対象本文:
○ ○ ○ ○ ○ ○ ○

人生は自分の好みでデザインしていい
福田:この「人は死なない」「人は死ねない」ということについて思うのは、スマホゲームやLINEなど、新しいメディアが二十世紀の終わりからバーッとこの20年間で出てきたわけですけども、これらのメディアが作ってきたものは「暇をつくる作業」なんですよね。人間はどんどん便利になると、『はじめ人間ギャートルズ』の世界からどんどん離れていく。自分で狩りをしなくても冷蔵庫に食べ物はあるし、暑くても寒くてもエアコンがあるから快適に暮らせる。そうなった時に、膨大な暇があるうえに、医療の発達でさらに膨大な生きる時間を与えられてしまった。だから、この「暇つぶしをどうするか」という人類の命題をポジティブに考えていかなければいけない。 で、この「死ねない人間」問題は、どうすればいいんでしょう?
奥:そうですね。これはもう、「あるがままに受け入れる」ですね。
福田:あるがままに受け入れる。あはははは!
奥:楽しくすればいいんです。「暇つぶし」っておっしゃったんですけど、「人生は死ぬまで暇つぶし」みたいな言い回しもフランスとかでは昔からありますし、そこをやっぱり考えるべきですよね。 日本人は、「役割者」に陥りがちといいますか…。たとえば子育てをして、「次の世代へバトンタッチをしなければならない」とか、「会社ではこれをやらなければならない」とか、そういう「べき論」「やらなきゃいけない」ことにものすごくとらわれている気がします。いろんな方から「言うな」と言われることのひとつに、医者として「人の役に立ちたいというのは全然ない」というのがあります。
福田:そうなんですか(笑)
奥:結果的に人の役に立つことが嫌、ということではないですよ。けれど、「人の役に立つから医者をやる」ではなく、そこは本当に「自分がやれることをやりたい」からです。そういう意味では、ある意味ポジティブな暇つぶしとも言えるかもしれませんね。ただ言葉というのは扱いに気をつけないと、「暇つぶしで医者をやってるのか」と捉えられても困るんですけども。ただ人生の生き方論としてはやっぱり、「自分の時間は自分のものです」と言いたい。 なので、それをどういうふうに使って、どう死んでいくかは自由ですし、本当に極論すると人生は「暇」であって、生き方は「暇つぶし」ですよね。それをどういうふうにデザインするか。住む地域の選択も、先程の匿名性を優先してもいいし、そうじゃなくてもいい。だから、「死ねない時代にどう生きるか」というご質問に答えるとするならば、「あるがままに、その時間を楽しむ」ということに尽きるのかなと思います。
福田:はい。本当に、あるがまま。尊いことだと思います。こういう先生とのやりとり含め、人間関係そのものが生きていることの意味であるような気もします。

○ ○ ○ ○ ○ ○ ○

練習問題:
1. 本文によると、フランスなどで昔からある言い回しとはどのようなものですか。
2. 本文で、新しいメディアの例、および生活を便利にしたものの例として挙げられているものをすべて書き出してください。
3. 本文から「福田:あるがままに受け入れる。あはははは!」で始まり「福田:そうなんですか(笑)」で終わる部分を、両端の語句も含めて正確に書き写してください。

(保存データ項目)
○ ○ ○ ○ ○ ○ ○

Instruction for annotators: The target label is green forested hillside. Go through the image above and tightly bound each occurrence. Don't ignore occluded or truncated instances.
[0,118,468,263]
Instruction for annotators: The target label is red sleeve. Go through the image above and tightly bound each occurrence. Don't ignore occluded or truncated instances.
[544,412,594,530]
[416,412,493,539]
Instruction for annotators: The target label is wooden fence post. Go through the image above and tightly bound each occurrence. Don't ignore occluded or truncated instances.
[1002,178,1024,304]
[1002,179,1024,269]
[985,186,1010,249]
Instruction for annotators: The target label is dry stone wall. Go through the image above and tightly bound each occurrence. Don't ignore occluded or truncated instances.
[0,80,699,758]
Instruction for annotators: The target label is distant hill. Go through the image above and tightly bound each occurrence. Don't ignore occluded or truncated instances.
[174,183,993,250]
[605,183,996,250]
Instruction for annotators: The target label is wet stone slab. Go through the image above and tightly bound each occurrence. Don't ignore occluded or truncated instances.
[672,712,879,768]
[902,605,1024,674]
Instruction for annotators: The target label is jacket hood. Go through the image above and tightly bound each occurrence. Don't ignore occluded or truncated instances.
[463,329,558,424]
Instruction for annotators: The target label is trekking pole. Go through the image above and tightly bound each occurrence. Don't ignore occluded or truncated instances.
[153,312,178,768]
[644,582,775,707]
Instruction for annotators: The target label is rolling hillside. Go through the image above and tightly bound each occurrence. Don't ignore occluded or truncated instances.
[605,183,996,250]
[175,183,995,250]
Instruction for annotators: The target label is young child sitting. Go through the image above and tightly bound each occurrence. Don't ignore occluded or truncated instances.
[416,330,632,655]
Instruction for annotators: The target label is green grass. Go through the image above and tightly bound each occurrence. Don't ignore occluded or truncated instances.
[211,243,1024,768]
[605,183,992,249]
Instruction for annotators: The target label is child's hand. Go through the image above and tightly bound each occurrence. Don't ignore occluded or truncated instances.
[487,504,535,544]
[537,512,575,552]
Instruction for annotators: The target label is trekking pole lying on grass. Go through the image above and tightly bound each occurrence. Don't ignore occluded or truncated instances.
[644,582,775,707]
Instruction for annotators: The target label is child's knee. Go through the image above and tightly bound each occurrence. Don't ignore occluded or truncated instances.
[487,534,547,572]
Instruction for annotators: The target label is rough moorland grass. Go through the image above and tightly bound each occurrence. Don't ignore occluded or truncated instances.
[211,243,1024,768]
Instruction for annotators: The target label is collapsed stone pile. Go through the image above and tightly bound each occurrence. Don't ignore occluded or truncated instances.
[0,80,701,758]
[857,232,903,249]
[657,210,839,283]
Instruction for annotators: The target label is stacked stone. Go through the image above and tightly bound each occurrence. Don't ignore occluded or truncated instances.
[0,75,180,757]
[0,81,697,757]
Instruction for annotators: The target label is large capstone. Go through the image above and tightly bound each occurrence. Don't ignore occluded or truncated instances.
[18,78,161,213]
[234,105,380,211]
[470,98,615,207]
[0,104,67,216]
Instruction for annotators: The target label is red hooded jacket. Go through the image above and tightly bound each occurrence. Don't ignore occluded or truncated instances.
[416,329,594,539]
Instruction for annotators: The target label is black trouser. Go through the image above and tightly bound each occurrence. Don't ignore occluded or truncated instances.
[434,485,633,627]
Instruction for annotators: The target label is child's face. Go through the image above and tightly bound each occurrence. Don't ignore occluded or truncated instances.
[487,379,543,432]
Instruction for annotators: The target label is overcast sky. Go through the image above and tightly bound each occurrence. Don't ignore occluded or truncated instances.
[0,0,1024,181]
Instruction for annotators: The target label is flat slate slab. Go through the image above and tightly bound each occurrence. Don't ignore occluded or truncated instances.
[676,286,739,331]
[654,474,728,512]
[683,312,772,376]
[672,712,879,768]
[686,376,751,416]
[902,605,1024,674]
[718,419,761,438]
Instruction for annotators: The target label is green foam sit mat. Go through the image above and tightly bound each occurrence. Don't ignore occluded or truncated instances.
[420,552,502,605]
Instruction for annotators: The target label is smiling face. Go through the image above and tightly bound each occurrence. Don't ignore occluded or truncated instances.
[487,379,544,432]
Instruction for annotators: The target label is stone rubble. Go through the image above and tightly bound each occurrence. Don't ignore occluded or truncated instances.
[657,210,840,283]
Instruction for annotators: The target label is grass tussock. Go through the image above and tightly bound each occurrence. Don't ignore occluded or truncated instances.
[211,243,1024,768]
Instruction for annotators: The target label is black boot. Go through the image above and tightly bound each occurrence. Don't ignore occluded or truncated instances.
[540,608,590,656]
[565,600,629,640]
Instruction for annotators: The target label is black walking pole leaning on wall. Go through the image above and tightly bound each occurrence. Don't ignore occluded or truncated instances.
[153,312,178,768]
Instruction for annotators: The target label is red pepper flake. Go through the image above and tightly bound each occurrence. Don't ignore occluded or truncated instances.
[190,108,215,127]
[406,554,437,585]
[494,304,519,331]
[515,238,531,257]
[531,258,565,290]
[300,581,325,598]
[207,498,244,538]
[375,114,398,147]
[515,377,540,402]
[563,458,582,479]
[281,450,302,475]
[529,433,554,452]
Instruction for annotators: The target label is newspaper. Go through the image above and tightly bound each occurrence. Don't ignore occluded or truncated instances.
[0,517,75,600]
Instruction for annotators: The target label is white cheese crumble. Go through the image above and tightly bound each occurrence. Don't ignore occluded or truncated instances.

○ ○ ○ ○ ○ ○ ○

問題の解答:
1. 「人生は死ぬまで暇つぶし」という言い回しです。

2. スマホゲーム、LINE、冷蔵庫、エアコン

3.
福田:あるがままに受け入れる。あはははは!
奥:楽しくすればいいんです。「暇つぶし」っておっしゃったんですけど、「人生は死ぬまで暇つぶし」みたいな言い回しもフランスとかでは昔からありますし、そこをやっぱり考えるべきですよね。 日本人は、「役割者」に陥りがちといいますか…。たとえば子育てをして、「次の世代へバトンタッチをしなければならない」とか、「会社ではこれをやらなければならない」とか、そういう「べき論」「やらなきゃいけない」ことにものすごくとらわれている気がします。いろんな方から「言うな」と言われることのひとつに、医者として「人の役に立ちたいというのは全然ない」というのがあります。
福田:そうなんですか(笑)